Point annotation records:
══════════
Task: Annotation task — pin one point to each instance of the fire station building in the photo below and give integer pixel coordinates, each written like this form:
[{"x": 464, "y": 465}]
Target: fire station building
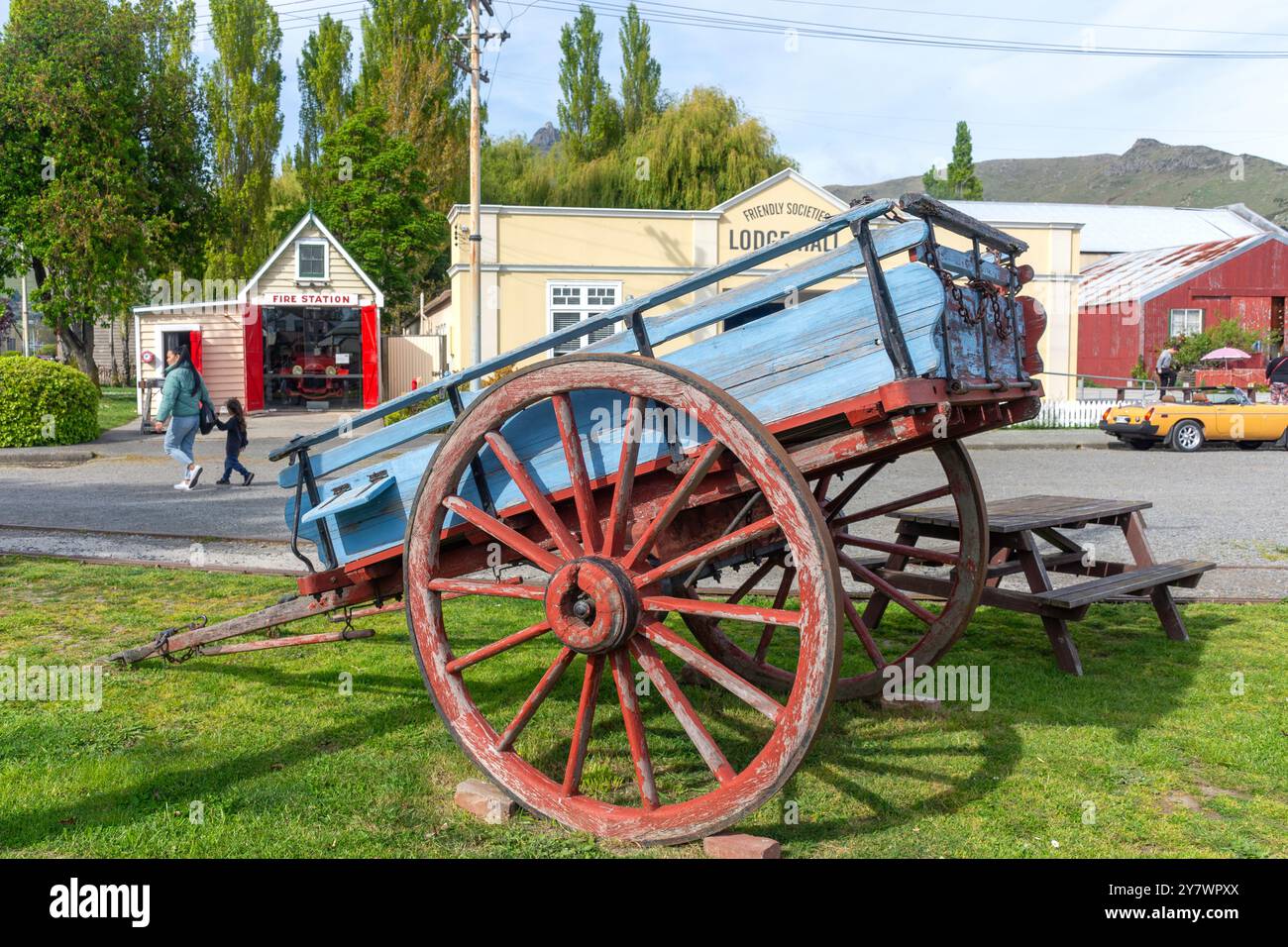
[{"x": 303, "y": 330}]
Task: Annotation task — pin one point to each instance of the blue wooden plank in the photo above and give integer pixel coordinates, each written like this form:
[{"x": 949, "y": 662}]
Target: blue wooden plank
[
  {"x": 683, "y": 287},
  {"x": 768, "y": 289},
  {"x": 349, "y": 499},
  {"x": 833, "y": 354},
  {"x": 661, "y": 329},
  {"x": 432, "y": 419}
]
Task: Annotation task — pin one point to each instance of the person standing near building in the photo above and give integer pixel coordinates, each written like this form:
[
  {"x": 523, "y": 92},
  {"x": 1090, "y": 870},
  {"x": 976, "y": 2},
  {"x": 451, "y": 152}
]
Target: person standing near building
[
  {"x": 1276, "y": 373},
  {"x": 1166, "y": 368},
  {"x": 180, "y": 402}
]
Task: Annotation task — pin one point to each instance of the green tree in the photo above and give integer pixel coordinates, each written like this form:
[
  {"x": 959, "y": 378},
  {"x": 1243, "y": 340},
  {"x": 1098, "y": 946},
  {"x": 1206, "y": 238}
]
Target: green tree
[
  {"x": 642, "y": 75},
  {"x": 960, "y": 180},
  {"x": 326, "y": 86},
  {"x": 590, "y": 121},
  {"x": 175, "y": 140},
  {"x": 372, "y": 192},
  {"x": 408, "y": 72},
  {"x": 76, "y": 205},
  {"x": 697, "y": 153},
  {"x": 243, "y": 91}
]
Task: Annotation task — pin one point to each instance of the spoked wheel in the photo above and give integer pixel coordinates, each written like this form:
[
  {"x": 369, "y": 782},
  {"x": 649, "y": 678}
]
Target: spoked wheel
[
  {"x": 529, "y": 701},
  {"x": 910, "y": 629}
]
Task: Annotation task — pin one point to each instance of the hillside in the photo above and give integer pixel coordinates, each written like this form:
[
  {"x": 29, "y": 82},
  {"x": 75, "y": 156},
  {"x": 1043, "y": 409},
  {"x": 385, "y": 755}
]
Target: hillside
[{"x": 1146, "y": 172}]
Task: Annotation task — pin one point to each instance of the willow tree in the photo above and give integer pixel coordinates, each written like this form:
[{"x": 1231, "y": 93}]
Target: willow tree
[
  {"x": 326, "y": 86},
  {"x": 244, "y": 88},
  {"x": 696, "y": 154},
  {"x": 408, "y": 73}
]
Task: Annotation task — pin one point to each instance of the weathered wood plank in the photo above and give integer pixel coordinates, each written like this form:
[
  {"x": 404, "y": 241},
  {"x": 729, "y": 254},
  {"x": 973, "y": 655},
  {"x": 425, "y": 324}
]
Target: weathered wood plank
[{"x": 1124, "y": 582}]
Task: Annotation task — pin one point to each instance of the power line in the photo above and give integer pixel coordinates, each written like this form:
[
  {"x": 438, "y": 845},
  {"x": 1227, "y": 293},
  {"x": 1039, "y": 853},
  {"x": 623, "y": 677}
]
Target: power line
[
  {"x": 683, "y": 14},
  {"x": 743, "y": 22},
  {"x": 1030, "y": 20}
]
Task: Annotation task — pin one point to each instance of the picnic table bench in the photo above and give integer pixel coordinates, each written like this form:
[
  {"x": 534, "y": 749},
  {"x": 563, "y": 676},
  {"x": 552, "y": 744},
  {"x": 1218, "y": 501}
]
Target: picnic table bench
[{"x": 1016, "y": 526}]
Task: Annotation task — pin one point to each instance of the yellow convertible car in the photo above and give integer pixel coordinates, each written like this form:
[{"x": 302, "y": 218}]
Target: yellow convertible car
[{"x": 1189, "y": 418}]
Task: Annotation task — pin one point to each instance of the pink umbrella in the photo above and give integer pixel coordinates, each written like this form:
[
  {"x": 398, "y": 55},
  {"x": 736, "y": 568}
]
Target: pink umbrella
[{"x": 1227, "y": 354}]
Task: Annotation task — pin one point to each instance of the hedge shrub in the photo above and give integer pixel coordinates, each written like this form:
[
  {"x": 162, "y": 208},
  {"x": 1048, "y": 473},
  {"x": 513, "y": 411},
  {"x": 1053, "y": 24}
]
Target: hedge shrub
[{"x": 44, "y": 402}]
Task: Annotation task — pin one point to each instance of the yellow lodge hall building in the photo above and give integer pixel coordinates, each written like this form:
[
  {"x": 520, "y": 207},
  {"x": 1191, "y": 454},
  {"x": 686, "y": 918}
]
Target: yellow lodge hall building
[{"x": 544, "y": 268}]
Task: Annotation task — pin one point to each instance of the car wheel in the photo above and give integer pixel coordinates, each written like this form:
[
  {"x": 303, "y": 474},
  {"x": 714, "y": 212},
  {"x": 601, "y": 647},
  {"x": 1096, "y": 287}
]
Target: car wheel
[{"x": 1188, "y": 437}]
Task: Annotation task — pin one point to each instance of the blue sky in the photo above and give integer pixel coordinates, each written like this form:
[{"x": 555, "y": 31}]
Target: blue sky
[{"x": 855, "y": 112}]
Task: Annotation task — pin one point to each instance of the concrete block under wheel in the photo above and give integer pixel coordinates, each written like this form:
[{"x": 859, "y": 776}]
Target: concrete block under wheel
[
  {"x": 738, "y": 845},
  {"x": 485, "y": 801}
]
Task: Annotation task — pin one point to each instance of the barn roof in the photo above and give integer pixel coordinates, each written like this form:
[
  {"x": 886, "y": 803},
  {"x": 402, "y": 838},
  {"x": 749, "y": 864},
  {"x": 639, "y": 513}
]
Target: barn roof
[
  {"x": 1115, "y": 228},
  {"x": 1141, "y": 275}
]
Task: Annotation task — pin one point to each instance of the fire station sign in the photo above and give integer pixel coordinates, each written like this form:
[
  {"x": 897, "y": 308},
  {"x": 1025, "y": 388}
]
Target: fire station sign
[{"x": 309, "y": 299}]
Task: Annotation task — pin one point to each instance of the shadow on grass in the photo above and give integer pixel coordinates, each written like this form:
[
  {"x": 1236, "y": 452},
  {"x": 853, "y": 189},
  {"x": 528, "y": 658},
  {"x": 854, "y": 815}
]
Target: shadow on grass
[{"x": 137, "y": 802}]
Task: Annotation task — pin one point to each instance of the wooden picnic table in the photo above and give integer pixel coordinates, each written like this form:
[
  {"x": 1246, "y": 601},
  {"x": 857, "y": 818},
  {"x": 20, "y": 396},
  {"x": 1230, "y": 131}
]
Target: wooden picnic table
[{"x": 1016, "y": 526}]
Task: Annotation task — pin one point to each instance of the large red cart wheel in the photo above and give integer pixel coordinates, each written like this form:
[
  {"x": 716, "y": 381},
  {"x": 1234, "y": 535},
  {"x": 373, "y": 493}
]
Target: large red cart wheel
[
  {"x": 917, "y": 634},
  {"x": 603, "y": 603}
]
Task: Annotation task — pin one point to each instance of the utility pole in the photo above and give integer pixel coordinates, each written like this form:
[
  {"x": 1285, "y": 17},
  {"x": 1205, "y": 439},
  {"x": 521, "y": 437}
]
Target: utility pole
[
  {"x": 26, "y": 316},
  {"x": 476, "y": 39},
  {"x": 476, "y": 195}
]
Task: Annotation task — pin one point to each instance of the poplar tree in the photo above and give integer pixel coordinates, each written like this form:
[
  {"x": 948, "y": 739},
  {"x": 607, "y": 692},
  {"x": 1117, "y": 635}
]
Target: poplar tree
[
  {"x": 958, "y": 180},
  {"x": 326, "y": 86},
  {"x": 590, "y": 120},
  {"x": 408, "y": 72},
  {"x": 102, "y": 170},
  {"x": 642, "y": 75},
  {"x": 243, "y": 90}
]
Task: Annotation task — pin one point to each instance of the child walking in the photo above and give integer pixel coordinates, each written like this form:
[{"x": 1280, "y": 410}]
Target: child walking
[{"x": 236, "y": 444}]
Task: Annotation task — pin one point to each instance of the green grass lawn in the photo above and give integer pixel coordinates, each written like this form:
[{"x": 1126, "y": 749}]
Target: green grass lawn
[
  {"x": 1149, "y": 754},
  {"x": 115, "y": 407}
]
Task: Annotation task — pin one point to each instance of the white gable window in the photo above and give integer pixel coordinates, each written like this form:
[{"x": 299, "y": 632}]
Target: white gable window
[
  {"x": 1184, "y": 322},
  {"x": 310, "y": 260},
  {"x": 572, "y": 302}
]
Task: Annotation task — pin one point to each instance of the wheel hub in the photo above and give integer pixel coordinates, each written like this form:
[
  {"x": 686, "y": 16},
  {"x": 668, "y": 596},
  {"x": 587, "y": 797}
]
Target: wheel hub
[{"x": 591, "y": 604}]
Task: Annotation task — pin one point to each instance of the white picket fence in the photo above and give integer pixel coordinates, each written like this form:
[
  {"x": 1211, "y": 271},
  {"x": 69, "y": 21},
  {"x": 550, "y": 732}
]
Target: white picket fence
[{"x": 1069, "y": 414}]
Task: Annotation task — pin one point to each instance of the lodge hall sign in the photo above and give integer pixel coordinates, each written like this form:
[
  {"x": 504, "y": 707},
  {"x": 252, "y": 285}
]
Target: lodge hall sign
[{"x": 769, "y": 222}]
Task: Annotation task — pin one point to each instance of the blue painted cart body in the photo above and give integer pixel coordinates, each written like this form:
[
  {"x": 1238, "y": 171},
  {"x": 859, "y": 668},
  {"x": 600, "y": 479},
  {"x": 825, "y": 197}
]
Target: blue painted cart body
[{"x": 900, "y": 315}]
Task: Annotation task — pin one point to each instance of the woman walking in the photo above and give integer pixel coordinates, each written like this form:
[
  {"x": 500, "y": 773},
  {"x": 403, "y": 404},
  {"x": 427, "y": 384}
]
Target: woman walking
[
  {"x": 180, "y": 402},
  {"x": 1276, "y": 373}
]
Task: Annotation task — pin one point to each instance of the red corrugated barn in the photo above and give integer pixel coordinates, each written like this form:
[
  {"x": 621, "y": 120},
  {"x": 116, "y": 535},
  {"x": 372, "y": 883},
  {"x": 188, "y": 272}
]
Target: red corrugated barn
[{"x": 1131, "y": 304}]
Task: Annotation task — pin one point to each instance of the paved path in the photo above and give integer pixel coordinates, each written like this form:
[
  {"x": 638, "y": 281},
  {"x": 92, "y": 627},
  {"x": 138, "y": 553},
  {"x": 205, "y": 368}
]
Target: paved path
══════════
### WRITTEN PROBLEM
Please return the lines verbatim, starting at the line that contains "the red corrugated" and ending at the end of the records.

### SOLUTION
Task: Annotation task — pin one point to each instance of the red corrugated barn in the photo above and give integer pixel coordinates, each written like this form:
[
  {"x": 621, "y": 120},
  {"x": 116, "y": 535},
  {"x": 372, "y": 883},
  {"x": 188, "y": 272}
]
Target: red corrugated barn
[{"x": 1131, "y": 304}]
Task: Annotation task — pin one point to each instance of the paved path in the photo above and give integer pixel coordinates, each written like this form:
[
  {"x": 638, "y": 281},
  {"x": 92, "y": 627},
  {"x": 138, "y": 553},
  {"x": 205, "y": 368}
]
Target: paved path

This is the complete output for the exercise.